§ **Die Aufgabe**: Kannst du den Textblock zur Entscheidungserheblichkeit im Verfahren nach Art. 100 Abs. 2 GG vollständig und wortgetreu zitieren?

§ **Textblock**:
::::::::

2. Ebenso wie im Vorlageverfahren nach Art. 100 Abs. 1 GG ist im Verfahren nach Art. 100 Abs. 2 GG für die Beurteilung der Entscheidungserheblichkeit die Rechtsauffassung des vorlegenden Gerichts maßgeblich, es sei denn, daß sich diese als offensichtlich unhaltbar erweist (vgl. BVerfGE 78, 1 <5>). Gemäß §§ 84 und 80 Abs. 2 BVerfGG muß die Vorlagebegründung auch im Verfahren nach Art. 100 Abs. 2 GG angeben, inwiefern von der Regel des Völkerrechts die Entscheidung des Gerichts abhängig ist. Das vorlegende Gericht muß sich mit den in Rechtsprechung und Literatur entwickelten Rechtsansichten auseinandersetzen. Der bloße Hinweis auf einzelne Fundstellen vermag diese Auseinandersetzung nicht zu ersetzen (vgl. BVerfGE 65, 308 <316>).

::::::::

Extrahierte Zeilen:

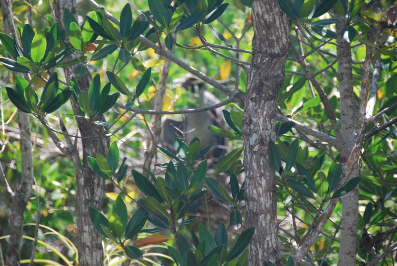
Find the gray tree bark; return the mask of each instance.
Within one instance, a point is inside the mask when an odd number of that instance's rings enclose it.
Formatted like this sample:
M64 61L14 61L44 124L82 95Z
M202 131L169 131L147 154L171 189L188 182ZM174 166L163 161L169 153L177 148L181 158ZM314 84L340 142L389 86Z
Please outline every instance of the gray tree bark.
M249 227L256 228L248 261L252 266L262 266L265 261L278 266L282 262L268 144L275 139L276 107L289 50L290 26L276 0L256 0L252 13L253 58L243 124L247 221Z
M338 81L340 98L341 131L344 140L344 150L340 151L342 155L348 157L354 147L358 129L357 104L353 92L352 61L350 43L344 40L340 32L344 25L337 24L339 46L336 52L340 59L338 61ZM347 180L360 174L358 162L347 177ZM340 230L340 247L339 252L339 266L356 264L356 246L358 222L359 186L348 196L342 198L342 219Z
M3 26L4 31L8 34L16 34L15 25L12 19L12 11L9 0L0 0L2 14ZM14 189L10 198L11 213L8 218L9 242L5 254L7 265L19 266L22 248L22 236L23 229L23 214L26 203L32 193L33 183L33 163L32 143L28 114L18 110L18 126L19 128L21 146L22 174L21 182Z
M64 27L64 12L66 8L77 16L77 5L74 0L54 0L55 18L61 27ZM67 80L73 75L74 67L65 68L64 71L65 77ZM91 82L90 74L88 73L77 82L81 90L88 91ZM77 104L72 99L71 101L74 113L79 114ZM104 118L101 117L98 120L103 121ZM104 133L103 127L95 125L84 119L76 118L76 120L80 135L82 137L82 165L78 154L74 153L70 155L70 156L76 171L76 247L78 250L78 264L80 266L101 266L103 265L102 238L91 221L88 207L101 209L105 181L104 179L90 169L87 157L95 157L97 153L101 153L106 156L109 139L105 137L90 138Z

::::::::

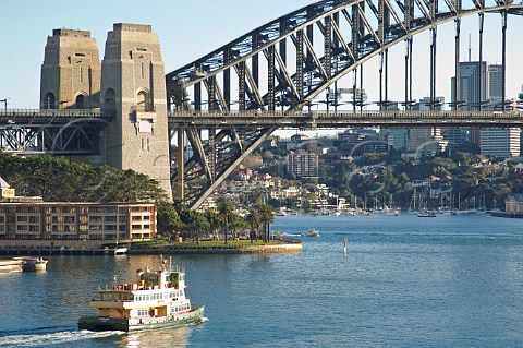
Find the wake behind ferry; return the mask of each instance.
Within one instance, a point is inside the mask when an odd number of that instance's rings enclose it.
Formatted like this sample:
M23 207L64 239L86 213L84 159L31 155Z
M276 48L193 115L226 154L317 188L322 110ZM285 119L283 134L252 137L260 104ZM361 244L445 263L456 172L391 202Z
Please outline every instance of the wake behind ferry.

::::::::

§ **Lösung der Aufgabe**:
2. Ebenso wie im Vorlageverfahren nach Art. 100 Abs. 1 GG ist im Verfahren nach Art. 100 Abs. 2 GG für die Beurteilung der Entscheidungserheblichkeit die Rechtsauffassung des vorlegenden Gerichts maßgeblich, es sei denn, daß sich diese als offensichtlich unhaltbar erweist (vgl. BVerfGE 78, 1 <5>). Gemäß §§ 84 und 80 Abs. 2 BVerfGG muß die Vorlagebegründung auch im Verfahren nach Art. 100 Abs. 2 GG angeben, inwiefern von der Regel des Völkerrechts die Entscheidung des Gerichts abhängig ist. Das vorlegende Gericht muß sich mit den in Rechtsprechung und Literatur entwickelten Rechtsansichten auseinandersetzen. Der bloße Hinweis auf einzelne Fundstellen vermag diese Auseinandersetzung nicht zu ersetzen (vgl. BVerfGE 65, 308 <316>).